**How to complete this task**
Please report how many lines in the data below contain "utility". Nothing besides the number should be written.

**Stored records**
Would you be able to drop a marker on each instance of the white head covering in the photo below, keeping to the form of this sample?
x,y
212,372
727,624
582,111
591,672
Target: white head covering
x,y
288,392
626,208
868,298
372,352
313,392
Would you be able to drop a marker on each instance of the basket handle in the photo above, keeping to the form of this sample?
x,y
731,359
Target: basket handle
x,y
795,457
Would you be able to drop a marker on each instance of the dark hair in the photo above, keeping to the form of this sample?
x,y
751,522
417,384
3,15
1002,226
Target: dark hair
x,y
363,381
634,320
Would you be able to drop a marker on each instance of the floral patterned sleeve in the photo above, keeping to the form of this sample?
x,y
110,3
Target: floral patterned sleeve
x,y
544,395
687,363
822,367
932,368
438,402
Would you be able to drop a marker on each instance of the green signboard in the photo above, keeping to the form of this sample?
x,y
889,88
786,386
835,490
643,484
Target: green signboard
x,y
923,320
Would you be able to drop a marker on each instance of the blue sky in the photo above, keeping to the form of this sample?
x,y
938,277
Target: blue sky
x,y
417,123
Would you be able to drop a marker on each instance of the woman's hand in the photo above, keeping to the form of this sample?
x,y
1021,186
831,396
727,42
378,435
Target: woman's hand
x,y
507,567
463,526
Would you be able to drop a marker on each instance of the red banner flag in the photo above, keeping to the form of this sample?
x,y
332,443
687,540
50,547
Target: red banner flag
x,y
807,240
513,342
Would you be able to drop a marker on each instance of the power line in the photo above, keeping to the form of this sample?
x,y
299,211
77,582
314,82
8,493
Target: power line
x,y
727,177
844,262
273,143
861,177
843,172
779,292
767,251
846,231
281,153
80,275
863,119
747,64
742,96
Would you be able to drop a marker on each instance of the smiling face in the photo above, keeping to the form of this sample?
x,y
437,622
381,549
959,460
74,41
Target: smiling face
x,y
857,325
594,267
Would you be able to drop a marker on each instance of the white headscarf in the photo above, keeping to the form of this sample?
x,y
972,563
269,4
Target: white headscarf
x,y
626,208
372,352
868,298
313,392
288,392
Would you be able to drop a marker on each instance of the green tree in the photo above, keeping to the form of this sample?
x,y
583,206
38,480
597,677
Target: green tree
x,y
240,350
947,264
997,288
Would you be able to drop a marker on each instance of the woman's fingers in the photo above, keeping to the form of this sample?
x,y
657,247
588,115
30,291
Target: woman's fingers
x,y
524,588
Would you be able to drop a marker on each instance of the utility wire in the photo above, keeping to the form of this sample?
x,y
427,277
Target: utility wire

**Expected output**
2